# [What you should do]
Pull out every line of the listing below that contains the string "specifically".

_____

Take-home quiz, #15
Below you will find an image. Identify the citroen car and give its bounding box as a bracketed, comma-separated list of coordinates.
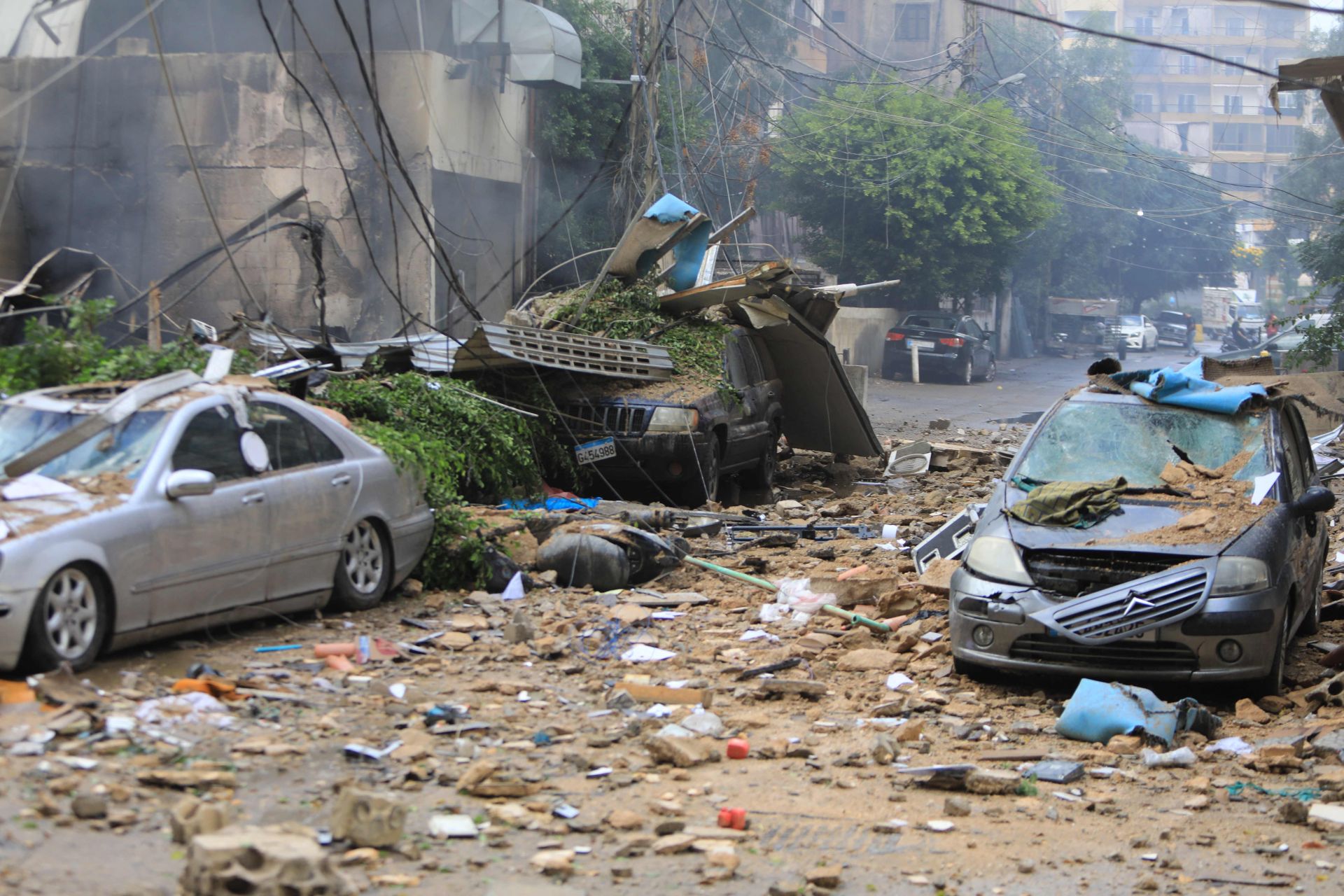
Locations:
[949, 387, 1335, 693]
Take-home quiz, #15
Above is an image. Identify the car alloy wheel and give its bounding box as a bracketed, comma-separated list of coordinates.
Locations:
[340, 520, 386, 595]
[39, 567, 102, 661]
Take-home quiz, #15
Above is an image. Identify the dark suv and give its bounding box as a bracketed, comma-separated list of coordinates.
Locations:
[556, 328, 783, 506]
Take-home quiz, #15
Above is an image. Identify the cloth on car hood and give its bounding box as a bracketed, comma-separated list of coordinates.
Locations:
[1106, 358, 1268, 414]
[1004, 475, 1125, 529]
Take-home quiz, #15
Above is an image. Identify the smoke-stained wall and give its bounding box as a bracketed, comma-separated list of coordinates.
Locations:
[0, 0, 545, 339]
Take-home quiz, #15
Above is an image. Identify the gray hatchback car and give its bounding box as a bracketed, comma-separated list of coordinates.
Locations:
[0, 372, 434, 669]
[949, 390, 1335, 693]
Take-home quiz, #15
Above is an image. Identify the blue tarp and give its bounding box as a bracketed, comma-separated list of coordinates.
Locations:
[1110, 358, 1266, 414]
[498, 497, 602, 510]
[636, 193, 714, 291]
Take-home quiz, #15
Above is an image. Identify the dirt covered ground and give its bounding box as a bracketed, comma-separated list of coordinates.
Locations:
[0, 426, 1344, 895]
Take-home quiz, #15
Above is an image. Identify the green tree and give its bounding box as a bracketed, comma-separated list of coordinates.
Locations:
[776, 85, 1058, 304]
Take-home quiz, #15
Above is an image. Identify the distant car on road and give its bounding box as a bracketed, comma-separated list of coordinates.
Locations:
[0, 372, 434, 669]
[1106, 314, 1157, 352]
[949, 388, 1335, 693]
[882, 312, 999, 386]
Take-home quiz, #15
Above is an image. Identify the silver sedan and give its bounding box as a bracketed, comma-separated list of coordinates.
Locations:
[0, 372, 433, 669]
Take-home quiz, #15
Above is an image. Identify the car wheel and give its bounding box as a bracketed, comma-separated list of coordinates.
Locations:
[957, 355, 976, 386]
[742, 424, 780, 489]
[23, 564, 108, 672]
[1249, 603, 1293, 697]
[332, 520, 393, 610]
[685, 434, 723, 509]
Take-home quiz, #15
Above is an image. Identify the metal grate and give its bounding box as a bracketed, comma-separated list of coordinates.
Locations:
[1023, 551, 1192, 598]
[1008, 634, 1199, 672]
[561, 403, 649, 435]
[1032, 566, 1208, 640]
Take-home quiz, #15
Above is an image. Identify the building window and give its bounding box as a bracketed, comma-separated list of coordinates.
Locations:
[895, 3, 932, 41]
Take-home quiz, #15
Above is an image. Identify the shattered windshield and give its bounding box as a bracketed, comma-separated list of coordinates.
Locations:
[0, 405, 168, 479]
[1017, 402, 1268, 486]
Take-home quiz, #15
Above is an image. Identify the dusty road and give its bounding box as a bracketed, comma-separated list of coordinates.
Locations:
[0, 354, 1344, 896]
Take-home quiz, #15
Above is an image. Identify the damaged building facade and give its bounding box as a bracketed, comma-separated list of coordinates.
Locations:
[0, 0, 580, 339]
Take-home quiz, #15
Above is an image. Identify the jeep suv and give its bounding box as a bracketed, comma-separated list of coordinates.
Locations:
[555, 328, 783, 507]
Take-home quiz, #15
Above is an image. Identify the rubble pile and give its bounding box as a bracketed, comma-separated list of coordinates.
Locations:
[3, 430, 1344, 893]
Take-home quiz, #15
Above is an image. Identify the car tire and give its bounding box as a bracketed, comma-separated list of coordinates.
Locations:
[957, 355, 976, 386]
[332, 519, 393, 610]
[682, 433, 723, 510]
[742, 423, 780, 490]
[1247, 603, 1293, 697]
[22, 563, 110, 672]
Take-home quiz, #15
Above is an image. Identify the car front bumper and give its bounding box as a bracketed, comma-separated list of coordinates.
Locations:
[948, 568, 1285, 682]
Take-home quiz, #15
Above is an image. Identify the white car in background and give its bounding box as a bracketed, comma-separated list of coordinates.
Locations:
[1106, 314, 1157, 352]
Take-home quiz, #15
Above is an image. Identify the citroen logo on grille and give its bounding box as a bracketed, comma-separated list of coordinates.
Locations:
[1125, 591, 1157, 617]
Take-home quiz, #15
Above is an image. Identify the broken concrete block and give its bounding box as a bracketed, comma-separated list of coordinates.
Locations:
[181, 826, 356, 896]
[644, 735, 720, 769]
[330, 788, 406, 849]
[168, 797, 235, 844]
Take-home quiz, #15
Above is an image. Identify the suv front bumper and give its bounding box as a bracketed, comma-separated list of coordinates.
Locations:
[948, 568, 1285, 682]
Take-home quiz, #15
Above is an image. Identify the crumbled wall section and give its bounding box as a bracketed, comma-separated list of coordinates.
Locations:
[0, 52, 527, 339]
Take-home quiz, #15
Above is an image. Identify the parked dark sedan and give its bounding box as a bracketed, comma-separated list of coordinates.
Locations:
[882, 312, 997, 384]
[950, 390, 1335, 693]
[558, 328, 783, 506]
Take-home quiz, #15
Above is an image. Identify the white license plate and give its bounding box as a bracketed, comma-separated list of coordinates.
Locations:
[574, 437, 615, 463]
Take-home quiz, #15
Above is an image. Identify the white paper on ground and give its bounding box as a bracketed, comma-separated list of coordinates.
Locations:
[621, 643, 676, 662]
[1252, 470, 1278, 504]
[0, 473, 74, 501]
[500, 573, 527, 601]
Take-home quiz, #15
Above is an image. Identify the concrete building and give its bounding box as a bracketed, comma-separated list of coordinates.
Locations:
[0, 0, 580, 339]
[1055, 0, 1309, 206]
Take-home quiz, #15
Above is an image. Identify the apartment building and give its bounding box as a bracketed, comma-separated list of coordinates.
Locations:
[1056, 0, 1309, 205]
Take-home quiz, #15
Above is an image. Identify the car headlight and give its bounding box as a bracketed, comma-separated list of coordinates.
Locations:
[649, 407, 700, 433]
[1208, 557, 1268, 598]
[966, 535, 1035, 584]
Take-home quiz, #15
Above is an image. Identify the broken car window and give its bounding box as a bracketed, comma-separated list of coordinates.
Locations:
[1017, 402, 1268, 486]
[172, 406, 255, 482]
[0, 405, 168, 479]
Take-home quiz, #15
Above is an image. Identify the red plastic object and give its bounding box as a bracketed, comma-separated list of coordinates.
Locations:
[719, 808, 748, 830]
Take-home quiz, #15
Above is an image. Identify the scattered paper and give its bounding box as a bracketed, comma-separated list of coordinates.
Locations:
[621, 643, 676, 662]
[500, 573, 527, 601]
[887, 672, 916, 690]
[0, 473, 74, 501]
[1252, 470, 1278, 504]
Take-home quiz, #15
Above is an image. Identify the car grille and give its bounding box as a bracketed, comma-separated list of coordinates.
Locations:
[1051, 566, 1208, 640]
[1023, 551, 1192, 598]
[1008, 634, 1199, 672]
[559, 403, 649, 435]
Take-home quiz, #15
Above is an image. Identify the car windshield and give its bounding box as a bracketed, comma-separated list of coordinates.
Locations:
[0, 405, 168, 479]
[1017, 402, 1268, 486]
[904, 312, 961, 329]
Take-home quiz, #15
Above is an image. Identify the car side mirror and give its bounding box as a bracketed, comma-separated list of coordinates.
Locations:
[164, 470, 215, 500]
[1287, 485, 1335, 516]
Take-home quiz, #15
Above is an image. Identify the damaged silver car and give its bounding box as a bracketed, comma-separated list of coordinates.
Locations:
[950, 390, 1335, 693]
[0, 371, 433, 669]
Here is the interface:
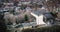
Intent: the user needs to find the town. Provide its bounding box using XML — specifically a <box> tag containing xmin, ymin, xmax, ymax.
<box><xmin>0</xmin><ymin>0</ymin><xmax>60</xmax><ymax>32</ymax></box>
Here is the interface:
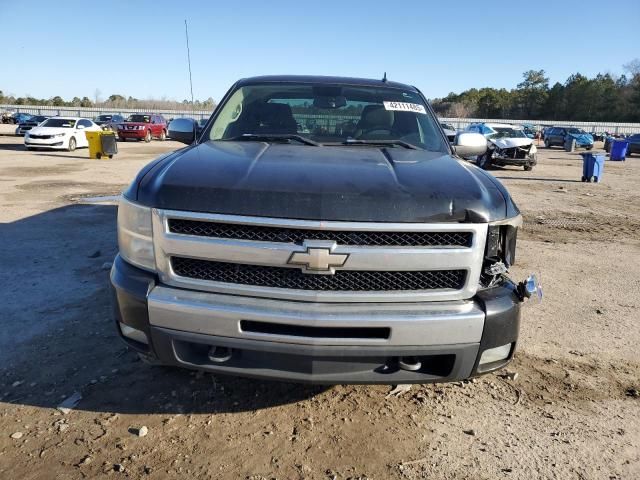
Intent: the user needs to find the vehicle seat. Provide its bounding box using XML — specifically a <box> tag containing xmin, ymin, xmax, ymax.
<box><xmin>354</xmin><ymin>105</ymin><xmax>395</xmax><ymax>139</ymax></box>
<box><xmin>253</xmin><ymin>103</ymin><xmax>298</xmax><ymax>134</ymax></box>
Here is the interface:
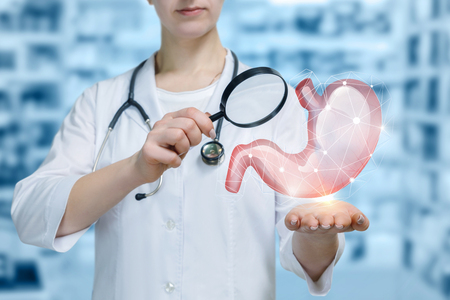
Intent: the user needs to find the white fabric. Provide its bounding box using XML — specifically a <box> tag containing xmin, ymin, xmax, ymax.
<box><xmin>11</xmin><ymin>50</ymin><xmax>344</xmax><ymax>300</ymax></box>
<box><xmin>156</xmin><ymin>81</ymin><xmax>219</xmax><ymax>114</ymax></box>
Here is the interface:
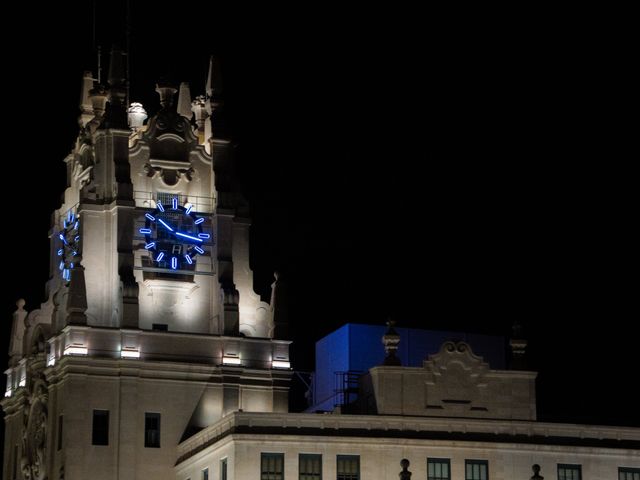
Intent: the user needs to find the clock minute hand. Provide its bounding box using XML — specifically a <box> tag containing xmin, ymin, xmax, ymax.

_____

# [Answer to this problem]
Intent: the user needs to find the town. Provide its bounding box using XML — specifically a <box> tag containing xmin, ymin, xmax, ymax.
Intent: the user needs to find the vehicle seat. Provide its bounding box using XML — specifically a <box> tag containing xmin, ymin, xmax, ymax.
Intent: the user needs to find the white fabric. Provide its bounding box using XML — specifically a <box> tag containing xmin, ymin, xmax, ymax.
Intent: the user needs to find the clock minute hand. Provide its bounding box using XML — specifically a <box> tag containing xmin, ymin, xmax, ymax.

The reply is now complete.